DIRECTIVE
Please copy the entries word for word, from their first line up to and including the line with "154], [743, 175]]".

[Records from a data collection]
━━━━

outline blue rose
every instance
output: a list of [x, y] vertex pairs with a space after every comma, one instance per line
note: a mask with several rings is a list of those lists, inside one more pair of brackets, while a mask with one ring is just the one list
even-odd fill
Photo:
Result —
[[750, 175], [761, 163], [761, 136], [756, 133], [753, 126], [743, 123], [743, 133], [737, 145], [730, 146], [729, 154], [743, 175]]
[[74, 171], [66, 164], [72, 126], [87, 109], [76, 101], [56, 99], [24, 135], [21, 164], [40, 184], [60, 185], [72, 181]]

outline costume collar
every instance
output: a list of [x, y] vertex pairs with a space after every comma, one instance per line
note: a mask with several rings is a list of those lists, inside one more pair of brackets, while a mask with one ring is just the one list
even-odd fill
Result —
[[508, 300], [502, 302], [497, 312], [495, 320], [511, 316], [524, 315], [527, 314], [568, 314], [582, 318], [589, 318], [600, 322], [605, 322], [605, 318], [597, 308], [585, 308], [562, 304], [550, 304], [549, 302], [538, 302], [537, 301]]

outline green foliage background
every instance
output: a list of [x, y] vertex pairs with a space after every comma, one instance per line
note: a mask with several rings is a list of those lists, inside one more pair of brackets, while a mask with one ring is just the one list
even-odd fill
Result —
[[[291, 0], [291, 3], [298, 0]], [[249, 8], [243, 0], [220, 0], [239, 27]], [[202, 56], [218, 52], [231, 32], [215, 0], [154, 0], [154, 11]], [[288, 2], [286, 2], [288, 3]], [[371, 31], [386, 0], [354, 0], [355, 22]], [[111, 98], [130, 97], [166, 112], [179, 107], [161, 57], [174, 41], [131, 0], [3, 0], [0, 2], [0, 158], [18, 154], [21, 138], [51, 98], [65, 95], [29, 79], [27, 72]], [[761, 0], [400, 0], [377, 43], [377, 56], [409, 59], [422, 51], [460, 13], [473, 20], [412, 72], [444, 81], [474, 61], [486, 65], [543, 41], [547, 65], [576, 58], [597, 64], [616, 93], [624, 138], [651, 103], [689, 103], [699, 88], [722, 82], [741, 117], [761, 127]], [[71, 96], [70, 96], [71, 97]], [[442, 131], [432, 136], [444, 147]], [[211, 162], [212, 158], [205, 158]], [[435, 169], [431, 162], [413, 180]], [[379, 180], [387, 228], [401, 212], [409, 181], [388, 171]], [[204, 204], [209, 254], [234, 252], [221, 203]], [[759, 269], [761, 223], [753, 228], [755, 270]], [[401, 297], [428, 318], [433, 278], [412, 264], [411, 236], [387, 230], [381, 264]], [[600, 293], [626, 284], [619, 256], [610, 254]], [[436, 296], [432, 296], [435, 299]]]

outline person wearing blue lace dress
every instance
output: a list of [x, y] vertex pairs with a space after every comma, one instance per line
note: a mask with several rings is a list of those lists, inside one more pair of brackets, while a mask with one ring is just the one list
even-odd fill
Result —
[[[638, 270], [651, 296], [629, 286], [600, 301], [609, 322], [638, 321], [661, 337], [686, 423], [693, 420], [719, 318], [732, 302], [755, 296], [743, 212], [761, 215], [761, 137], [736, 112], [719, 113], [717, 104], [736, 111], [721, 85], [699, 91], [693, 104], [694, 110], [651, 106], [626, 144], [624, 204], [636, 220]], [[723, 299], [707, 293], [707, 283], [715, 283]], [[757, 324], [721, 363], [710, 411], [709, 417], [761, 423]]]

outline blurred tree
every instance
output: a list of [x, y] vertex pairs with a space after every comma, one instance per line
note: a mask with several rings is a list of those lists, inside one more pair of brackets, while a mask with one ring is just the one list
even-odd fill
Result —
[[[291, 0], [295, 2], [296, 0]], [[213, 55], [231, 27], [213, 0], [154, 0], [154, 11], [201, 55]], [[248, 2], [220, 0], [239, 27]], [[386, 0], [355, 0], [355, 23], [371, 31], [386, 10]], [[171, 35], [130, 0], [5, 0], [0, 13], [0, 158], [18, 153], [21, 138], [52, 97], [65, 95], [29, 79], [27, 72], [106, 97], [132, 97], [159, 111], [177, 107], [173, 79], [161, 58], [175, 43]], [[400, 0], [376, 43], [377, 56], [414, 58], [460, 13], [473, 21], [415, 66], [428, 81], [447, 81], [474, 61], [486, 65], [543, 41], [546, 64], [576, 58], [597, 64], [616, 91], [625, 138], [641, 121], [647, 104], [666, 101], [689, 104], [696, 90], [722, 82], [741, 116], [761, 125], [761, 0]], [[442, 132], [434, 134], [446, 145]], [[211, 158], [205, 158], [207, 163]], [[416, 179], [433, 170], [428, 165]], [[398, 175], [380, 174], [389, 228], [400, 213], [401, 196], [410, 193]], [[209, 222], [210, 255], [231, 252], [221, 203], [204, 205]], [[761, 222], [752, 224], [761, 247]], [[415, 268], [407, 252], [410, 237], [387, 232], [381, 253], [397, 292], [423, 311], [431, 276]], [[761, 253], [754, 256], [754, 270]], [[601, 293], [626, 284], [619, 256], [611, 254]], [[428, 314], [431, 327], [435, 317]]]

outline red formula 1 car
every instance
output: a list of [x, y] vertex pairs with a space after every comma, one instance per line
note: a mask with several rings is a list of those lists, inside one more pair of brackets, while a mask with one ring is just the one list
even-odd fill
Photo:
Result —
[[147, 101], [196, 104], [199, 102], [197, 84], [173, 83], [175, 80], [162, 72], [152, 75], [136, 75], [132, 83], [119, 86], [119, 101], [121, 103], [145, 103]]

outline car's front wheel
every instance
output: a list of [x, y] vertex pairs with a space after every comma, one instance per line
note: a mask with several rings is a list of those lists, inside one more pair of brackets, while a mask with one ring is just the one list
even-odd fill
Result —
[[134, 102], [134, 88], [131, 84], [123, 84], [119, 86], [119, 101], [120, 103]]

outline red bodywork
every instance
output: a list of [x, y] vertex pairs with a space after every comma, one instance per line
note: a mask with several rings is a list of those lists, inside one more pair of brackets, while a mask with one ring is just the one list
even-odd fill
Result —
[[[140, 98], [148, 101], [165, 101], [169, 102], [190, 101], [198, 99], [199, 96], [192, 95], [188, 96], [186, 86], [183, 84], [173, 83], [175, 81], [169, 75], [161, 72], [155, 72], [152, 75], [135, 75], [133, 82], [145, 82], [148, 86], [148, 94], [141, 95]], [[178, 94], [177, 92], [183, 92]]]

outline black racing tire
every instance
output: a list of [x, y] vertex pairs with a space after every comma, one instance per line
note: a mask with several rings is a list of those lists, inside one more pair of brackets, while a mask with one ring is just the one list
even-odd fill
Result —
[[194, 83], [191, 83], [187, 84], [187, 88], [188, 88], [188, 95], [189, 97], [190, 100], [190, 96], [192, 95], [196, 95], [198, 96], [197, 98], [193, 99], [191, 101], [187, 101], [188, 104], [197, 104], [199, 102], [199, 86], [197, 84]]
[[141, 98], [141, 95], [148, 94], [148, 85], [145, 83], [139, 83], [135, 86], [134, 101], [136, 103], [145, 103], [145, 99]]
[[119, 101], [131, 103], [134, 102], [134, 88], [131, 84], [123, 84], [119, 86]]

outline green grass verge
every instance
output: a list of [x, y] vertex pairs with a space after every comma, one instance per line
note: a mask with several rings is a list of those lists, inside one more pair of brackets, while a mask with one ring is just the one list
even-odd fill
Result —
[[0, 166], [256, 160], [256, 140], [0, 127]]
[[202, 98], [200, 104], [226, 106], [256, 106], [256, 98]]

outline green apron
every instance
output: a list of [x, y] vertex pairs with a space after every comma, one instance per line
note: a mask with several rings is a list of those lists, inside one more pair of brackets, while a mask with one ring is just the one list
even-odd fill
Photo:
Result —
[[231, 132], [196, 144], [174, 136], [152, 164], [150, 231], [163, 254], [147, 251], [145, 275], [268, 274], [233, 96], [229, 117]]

━━━━

SOLUTION BELOW
outline blue rose
every instance
output: a list of [x, y] vertex pairs with a space after every comma, one instance per line
note: a mask with several rings is a list of those lists, inside one more pair of brackets, while a mask with one ring is just the one list
even-odd fill
Photo:
Result —
[[750, 175], [761, 163], [761, 136], [756, 133], [753, 126], [743, 123], [743, 133], [737, 145], [730, 146], [729, 154], [743, 175]]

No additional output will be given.